◆ **Extract provided**

*** Begin section ***

Ok... I am ripping my hair out... Why am I getting segmentation fauls when I am passing a string called "name" with contents "joel" into
void person::setName(string newName)
{
personName = newName;
}
Header file:
class person {
public:
int getID();
string getName();
void setID(int newID);
void setName(string newName);
private:
int personID;
string personName;
};
btw... the function call is by a child, although I dont see how that could cause an issue.
Make sure you aren't using variables that haven't been initialised. These may be set to 0 on your computer, but aren't guaranteed to be on the judge. Check every single occurrence of accessing an array element and see if it could possibly be out of bounds. Make sure you aren't declaring too much memory.
A SIGSEGV signal or segmentation error occurs when a process attempts to use a memory address that was not assigned to it by the MMU.
Don't use pointers. And if you do always check for NULL pointers. Minimize the use of pointers, access any kind of arrays within its bounds, check whether pointer is NULL before using, make sure you allocate new memory before using a pointer which you have already freed (it may not be giving NULL ).
On Unix-like operating systems, a signal called SIGSEGV (abbreviated from segmentation violation) is sent to the offending process.
If you are on Linux, try running valgrind. You just compile with -g
(with gcc), and then run your program with valgrind
in front:
$ valgrind myprogram
Unlike the GCC solutions, which tell you when the segfault occurs, valgrind usually tells you exactly when the first memory corruption occurs, so you can catch the problem much closer to its source.
PS. It rhymes with "flint", not "find".

*** End section ***

◆ **List of tasks**
1 – Check each statement against the segfault discussion and mark it yes or no, quoting the words that decide it: (a) setName takes a string parameter named newName; (b) valgrind, like the GCC solutions, tells you when the segfault occurs; (c) SIGSEGV is abbreviated from segmentation violation.
2 – Please quote the segfault discussion word for word between "Don't use pointers." and "to its source.", inclusive.

◆ **Listed records**

*** Begin section ***

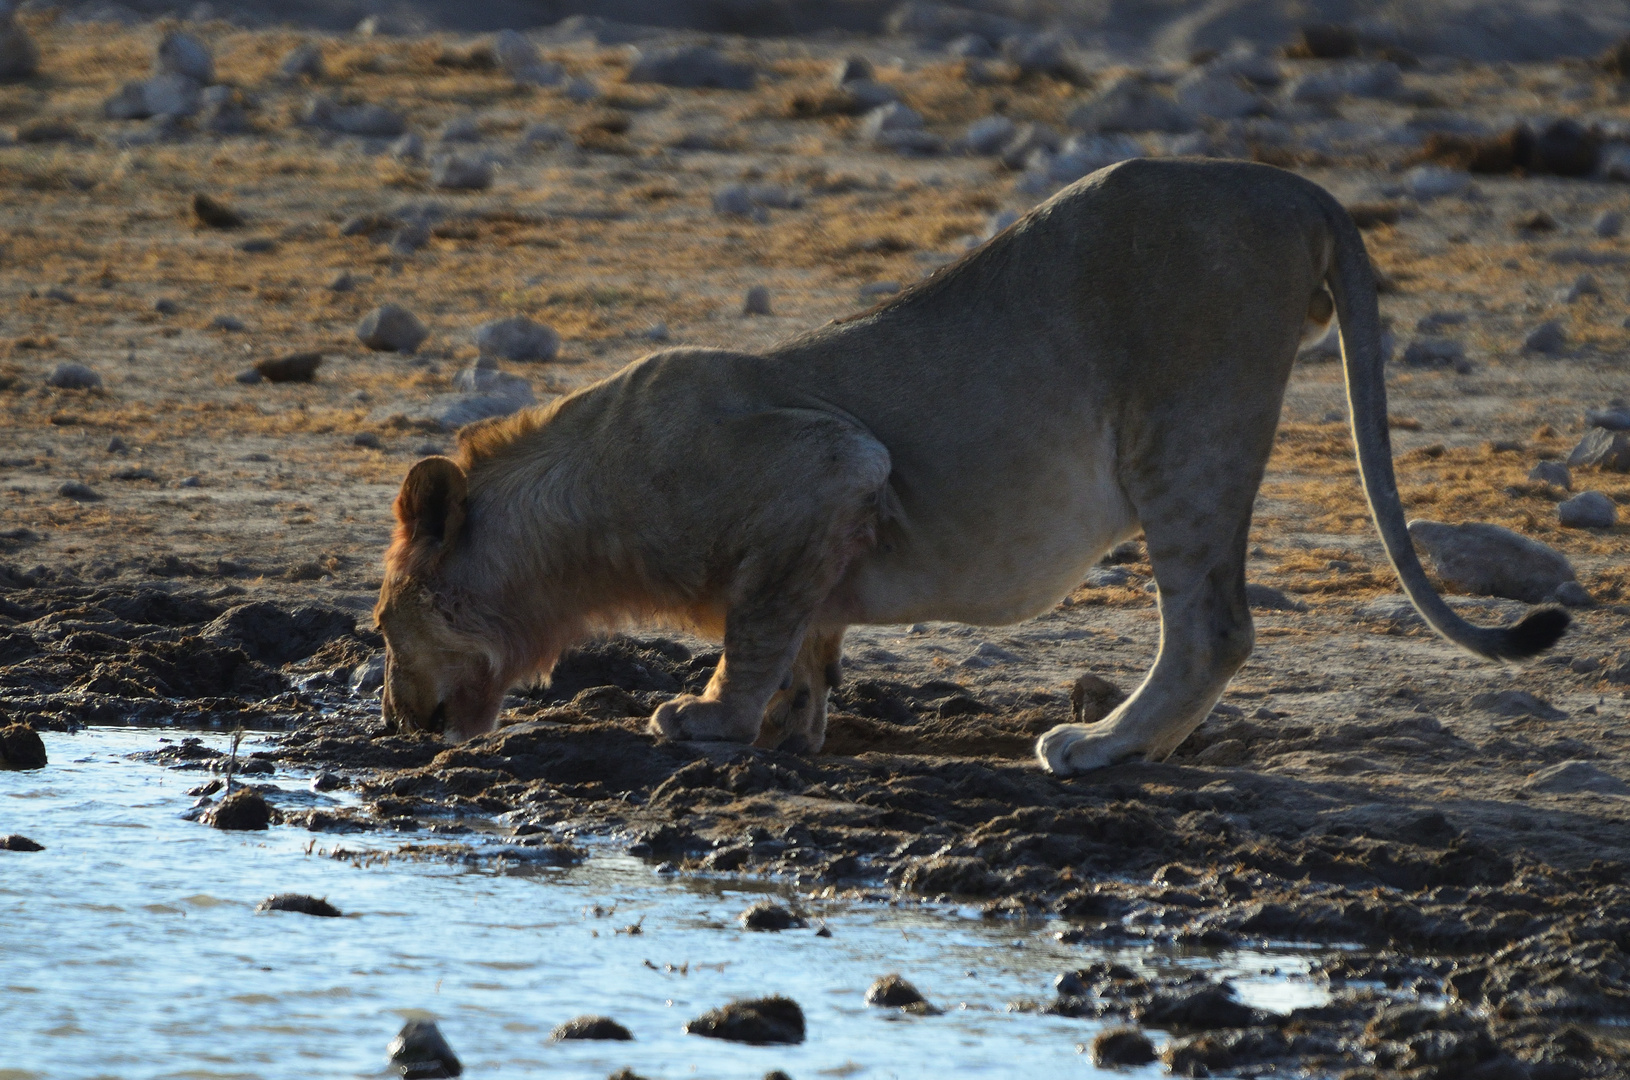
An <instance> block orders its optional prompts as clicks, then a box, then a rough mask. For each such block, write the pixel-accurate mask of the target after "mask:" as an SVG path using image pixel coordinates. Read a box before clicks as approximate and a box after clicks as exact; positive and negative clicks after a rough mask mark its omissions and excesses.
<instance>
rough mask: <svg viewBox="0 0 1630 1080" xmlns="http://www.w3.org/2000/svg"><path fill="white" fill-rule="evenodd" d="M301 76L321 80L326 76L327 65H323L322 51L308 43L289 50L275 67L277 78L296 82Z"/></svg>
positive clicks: (322, 51) (322, 53)
mask: <svg viewBox="0 0 1630 1080" xmlns="http://www.w3.org/2000/svg"><path fill="white" fill-rule="evenodd" d="M302 75H303V77H305V78H323V77H324V75H328V65H326V64H323V50H321V49H318V47H316V46H315V44H313V42H310V41H306V42H303V44H298V46H295V47H293V49H290V50H289V52H287V55H284V59H282V62H280V64H279V65H277V77H279V78H284V80H297V78H300V77H302Z"/></svg>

*** End section ***

◆ **Answers**
1 –
(a) Yes: "void person::setName(string newName)"
(b) No: "Unlike the GCC solutions, which tell you when the segfault occurs, valgrind usually tells you exactly when the first memory corruption occurs"
(c) Yes: "a signal called SIGSEGV (abbreviated from segmentation violation)"

2 –
Don't use pointers. And if you do always check for NULL pointers. Minimize the use of pointers, access any kind of arrays within its bounds, check whether pointer is NULL before using, make sure you allocate new memory before using a pointer which you have already freed (it may not be giving NULL ).
On Unix-like operating systems, a signal called SIGSEGV (abbreviated from segmentation violation) is sent to the offending process.
If you are on Linux, try running valgrind. You just compile with -g
(with gcc), and then run your program with valgrind
in front:
$ valgrind myprogram
Unlike the GCC solutions, which tell you when the segfault occurs, valgrind usually tells you exactly when the first memory corruption occurs, so you can catch the problem much closer to its source.